-------- Extracted data --------

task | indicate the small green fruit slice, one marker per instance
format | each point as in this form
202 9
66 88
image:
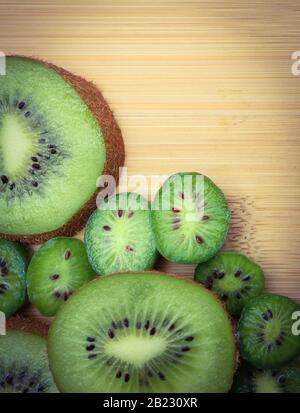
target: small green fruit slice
142 333
265 331
56 270
119 236
190 218
233 277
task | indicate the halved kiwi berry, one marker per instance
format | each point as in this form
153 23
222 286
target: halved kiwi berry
265 333
24 366
282 380
142 332
190 218
13 265
233 277
56 270
57 136
119 235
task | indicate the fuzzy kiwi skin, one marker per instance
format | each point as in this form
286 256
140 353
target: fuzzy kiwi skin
115 152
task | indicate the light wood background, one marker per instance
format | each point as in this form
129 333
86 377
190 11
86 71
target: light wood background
195 85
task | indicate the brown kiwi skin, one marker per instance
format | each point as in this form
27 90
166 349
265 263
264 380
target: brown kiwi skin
115 152
27 325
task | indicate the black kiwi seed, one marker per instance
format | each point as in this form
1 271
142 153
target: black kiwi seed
4 179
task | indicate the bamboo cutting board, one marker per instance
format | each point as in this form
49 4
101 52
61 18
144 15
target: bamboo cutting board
195 85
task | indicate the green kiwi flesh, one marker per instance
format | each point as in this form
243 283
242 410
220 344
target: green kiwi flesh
282 380
233 277
52 149
142 332
265 331
13 264
190 218
119 236
24 366
56 270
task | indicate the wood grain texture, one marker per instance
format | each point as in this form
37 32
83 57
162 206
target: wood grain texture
195 85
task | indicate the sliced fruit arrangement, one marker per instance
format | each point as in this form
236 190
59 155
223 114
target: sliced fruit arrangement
282 380
119 236
142 332
190 218
13 263
56 270
233 277
265 332
57 136
24 366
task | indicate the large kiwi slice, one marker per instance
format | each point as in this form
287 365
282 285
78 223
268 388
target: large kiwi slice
13 264
142 332
190 218
56 270
119 235
57 136
282 380
235 278
265 331
24 366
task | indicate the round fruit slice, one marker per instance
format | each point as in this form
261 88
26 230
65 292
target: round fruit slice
13 264
265 331
283 380
57 136
190 218
24 364
233 277
119 235
142 332
56 270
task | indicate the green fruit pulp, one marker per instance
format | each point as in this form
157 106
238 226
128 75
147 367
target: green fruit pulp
46 198
142 332
56 270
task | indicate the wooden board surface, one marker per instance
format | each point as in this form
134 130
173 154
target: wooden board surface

--------

Task details – Rewrite all the items above, replacing "one marker per instance" with "one point for each instance" wherever it appears and changing nothing else. Leave the pictures out.

Correct output –
task | indicate the small green fruit slice, one point for each instance
format | each point as in this form
202 9
66 88
image:
target: small green fruit slice
142 333
265 331
56 270
119 236
190 218
233 277
task | indicate the halved kiwi berry, one point for each instance
format | each point as in this form
153 23
222 286
target: halved kiwi berry
265 333
24 366
282 380
142 332
190 218
13 265
233 277
56 270
57 136
119 235
task | indicate the fuzzy kiwi skin, one point for each instance
format | each point as in this form
286 256
140 353
target: fuzzy kiwi skin
115 152
task | indicate the light wood background, one point for each instance
format | each point as in this form
129 333
86 377
190 11
86 71
target: light wood background
195 85
task | indicate the brown kiwi skin, one point for each instance
format | each point as in this form
27 90
166 349
265 263
264 380
target: brown kiwi skin
115 152
27 325
task | indicate the black kiwi seed, one point for each instance
format | each point as in this form
1 271
142 153
target: black kiwi seed
4 179
task | indicate the bamboo cutting board, one point for each instance
format | each point as in this form
49 4
101 52
61 18
144 15
target: bamboo cutting board
195 85
task | indicate the green kiwi flesh, one point for each instance
format | each point as in this form
243 283
242 410
220 344
target: green kiwi flesh
282 380
233 277
52 149
142 332
265 331
13 264
190 218
119 236
24 366
56 270
task | indicate the wood grain texture, one point for each instance
format | each point as in this form
37 32
83 57
162 206
target: wood grain texture
195 85
task | indicate the sliced fruit arrangement, one point for each instance
format | each point as in this form
236 190
59 155
223 114
target: sliced fruit arrangement
282 380
119 236
142 332
190 218
13 263
56 270
233 277
265 332
57 136
24 366
task | indicate the large kiwi slice, one point for each instance
format | each point as in this form
287 365
282 285
78 223
268 388
target: large kiwi slice
13 264
142 332
190 218
56 270
119 235
57 136
282 380
235 278
265 331
24 366
task | indicate the round fruit slice, one point for each instance
format | each point as in this form
261 88
26 230
65 292
target: round fruit slice
13 264
265 331
283 380
57 136
190 218
24 364
233 277
119 235
142 332
56 270
task | indicate the green fruit pulp, one point for each instance
format | each point as in this form
157 106
238 226
128 75
147 367
target: green fruit pulp
46 198
142 332
56 270
task | indicate the wooden board surface, one point for each instance
format | each point as in this form
134 130
173 154
target: wooden board surface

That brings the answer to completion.